Which materials does the hydrodynamic seal passage name as something a fabric can be impregnated with or disposed in?

- **Provided passage**:
__________

According to the invention there is provided a sealing element of a hydrodynamic seal for relatively rotating elements, having a sealing surface and consisting of or comprising at least one stabilising ply of fabric impregnated with or disposed in a binder material which prevents relative movement of fibres of the fabric during use of the seal.
Preferably the binder is such that it imparts stiffness to the stabilising ply. In preferred examples described herein, preferably the resulting stiffness of the element is such that it resists deformation, or bunching, of the element when it is fitted in the seal.
In some arrangements, the stabilising ply is preferably semi rigid. For example, where the stabilising ply comprises a resin impregnated fabric, the layer may have a thickness of about 0.5 mm to 1.0 mm thick and thus have some flexibility.
Preferably the stiffness of the sealing element is such that the element can respond to changes in pressure as required during service of the seal, while resisting undesirable deformation, for example bunching in an annular sleeve due to hoop stress.
The fabric may be a woven fabric, weft threads of which preferably are disposed transversely of the longest dimension of the element.
The sealing element may comprise at least one further ply of flexible material.
Preferably the at least one ply of flexible material comprises a fabric impregnated with or disposed in an elastomeric material.

__________

Excerpts of location labeling data:
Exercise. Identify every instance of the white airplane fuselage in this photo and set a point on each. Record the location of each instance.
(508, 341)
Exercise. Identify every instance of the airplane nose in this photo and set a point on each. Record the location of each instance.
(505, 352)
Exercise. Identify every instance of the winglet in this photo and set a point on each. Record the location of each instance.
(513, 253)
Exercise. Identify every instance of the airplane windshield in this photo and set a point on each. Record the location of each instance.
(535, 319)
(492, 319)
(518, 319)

__________

- **Output for this task**:
- Binder material
- Resin
- Elastomeric material